__Problem__
Every entry must be transcribed exactly. Pictures are not part of the copy.

__Recorded data__
*** Begin section ***

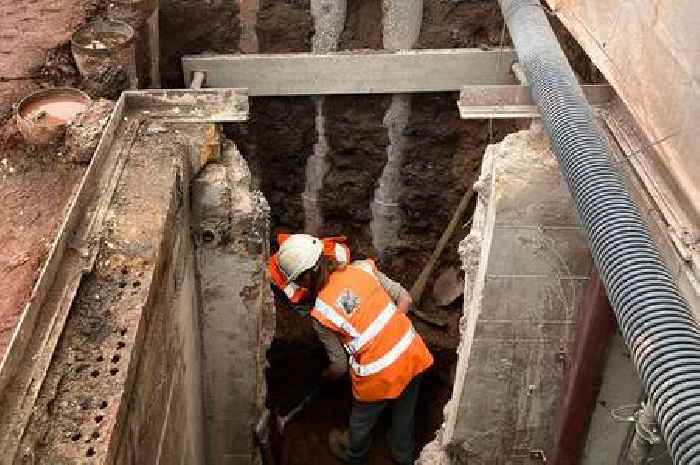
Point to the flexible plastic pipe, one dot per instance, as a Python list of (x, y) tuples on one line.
[(656, 322)]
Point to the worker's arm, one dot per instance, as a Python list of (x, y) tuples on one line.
[(396, 291), (335, 351)]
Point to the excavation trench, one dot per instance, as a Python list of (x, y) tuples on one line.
[(442, 160)]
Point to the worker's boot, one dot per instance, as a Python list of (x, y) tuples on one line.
[(338, 442)]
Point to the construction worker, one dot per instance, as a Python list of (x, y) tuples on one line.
[(360, 317)]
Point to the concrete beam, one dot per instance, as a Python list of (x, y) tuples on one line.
[(514, 101), (385, 72)]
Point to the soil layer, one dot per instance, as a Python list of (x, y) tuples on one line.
[(191, 26), (35, 188)]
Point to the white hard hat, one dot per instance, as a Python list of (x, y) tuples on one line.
[(299, 253)]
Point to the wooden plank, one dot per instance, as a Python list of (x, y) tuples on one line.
[(594, 329), (379, 72), (191, 105), (514, 101)]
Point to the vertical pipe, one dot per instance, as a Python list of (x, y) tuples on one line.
[(401, 25), (329, 21)]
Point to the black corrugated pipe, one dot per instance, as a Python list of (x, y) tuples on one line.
[(656, 322)]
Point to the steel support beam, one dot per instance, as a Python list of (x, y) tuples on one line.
[(383, 72), (514, 101)]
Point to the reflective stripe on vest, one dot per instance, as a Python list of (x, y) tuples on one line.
[(338, 320), (387, 359), (341, 255), (364, 265), (372, 330), (290, 289)]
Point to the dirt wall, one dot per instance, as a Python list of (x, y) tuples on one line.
[(193, 26)]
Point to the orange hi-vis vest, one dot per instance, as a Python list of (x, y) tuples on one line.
[(385, 351), (332, 247)]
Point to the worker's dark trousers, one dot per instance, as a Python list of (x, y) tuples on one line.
[(364, 415)]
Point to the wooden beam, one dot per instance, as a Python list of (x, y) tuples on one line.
[(191, 105), (514, 101), (365, 72), (594, 328)]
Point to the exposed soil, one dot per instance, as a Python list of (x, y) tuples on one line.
[(28, 31), (35, 188), (284, 26), (193, 26), (363, 25), (357, 154), (471, 23), (296, 371)]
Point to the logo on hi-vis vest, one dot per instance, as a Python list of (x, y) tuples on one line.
[(348, 301)]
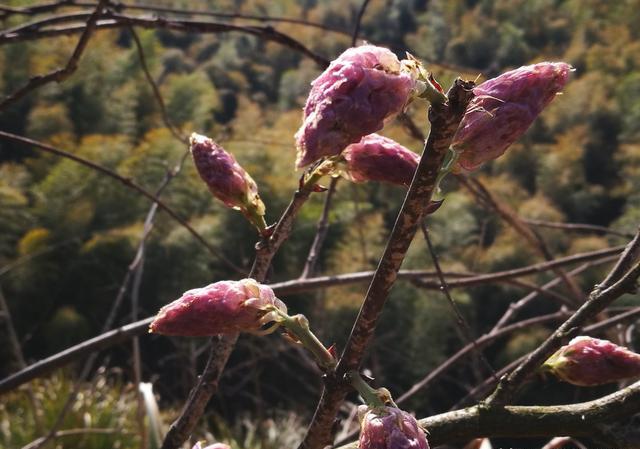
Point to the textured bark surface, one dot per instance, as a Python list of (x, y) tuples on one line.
[(444, 120), (222, 347)]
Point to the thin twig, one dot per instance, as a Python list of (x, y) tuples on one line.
[(463, 326), (535, 240), (515, 307), (612, 288), (128, 183), (321, 233), (177, 133), (59, 75), (356, 28), (579, 227), (14, 344), (114, 20)]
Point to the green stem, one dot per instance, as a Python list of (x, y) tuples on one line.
[(370, 395), (298, 325), (450, 161)]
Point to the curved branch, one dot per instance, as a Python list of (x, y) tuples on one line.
[(128, 183), (113, 20), (587, 419)]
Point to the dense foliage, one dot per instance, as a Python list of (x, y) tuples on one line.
[(67, 234)]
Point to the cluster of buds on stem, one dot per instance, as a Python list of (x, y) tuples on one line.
[(503, 109), (227, 180), (227, 307), (355, 96), (380, 159), (382, 424), (587, 361)]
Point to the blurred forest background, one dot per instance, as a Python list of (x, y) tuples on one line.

*** End section ***

__Final answer__
Point to the flexible plastic pipe, one dot per instance, as a Python list of (x, y) tuples on one line.
[(656, 322)]
Point to the worker's arm, one dot per instance, as a Python list of (x, y) tuples on one line.
[(396, 291), (335, 351)]
Point to the excavation trench, one dot per instance, as a Python list of (x, y) tuples on one line.
[(442, 160)]
Point to the worker's boot, one dot per instance, as a Python list of (x, y) tuples on one line.
[(338, 442)]
Point to the construction worker, one dot per instance, as a Python list of (x, y) tuples on one line.
[(360, 317)]
Point to the concrete beam, one dot per instance, as a Python list of (x, y) tuples on one line.
[(514, 101), (385, 72)]
Point to the soil layer, one dot per instance, as a Python list of (x, y) tuples on one line.
[(191, 26), (35, 188)]
Point to the white hard hat, one dot per instance, as a Python list of (x, y) tuples on one line.
[(299, 253)]
Point to the wooden plank, one dot per instance, as a Python list of (x, y) tuples on one line.
[(594, 329), (379, 72), (191, 105), (514, 101)]
Point to the vertical pipe, one dot per instance, as a Python list of (x, y) tuples on one line.
[(401, 25), (329, 21)]
Point to the black corrugated pipe, one dot per instance, as a Python list of (x, y) tuples on one line.
[(656, 322)]
Point to the steel support beam, one dot per instance, as a Python list of (x, y) tuples on one line.
[(383, 72), (514, 101)]
Point to the reflective stripe on vest, one dot per instance, as a Python list of (x, y) tuples on one line.
[(338, 320), (387, 359), (341, 255), (364, 265), (372, 330), (290, 289)]
Point to the dirt wall, one dot per instance, as a Python list of (x, y) tuples on one line.
[(193, 26)]
Point to the orange hi-vis vest, one dot per instance, as a Python list of (x, y) tuples on one line.
[(385, 351), (332, 247)]
Point to the worker's dark trousers, one dot per instance, as a Python list of (x, y) tuples on one line.
[(364, 415)]
Point to the wooden beam, one dot per instance, as a Python list of (x, y) tuples on one line.
[(191, 105), (514, 101), (365, 72), (594, 328)]
Point to the exposed soil, one dot per instance, as a Python list of (x, y) tuples on one line.
[(28, 31), (35, 188), (284, 26), (193, 26), (363, 25), (357, 154), (471, 23), (296, 371)]
Point to the logo on hi-vis vest, one dot per instance, as a Python list of (x, y) tuples on one line.
[(348, 301)]
Point to the textured bark surface, one dot per instance, as a Python list of (x, y) tuples on one line.
[(444, 120), (222, 347)]
Point to the thin twig, one dot per instance, as a Python list of (x, y) tuples on one line.
[(463, 326), (535, 240), (515, 307), (612, 288), (128, 183), (321, 233), (177, 133), (59, 75), (356, 28), (579, 227), (14, 344), (114, 20)]
Point to the green stem, one dot per instance, as a Python list of (x, y) tuples on one line.
[(370, 395), (298, 325), (450, 161)]
Point to the curved branch, one dot per instance, as a Python list of (x, y) tuples on one line.
[(128, 183), (113, 20), (587, 419)]
Point to the dense foliage, one dot per instance, as a Python list of (x, y) tuples on one line.
[(67, 234)]
Point to the cluster of buds on stem, one dot per instance, as a Python list of (x, y) tuples on one line.
[(503, 109), (227, 180), (227, 307), (355, 96), (380, 159), (382, 424), (587, 361)]
Point to the blurred forest background, one dot per instance, as a Python list of (x, y) tuples on one line.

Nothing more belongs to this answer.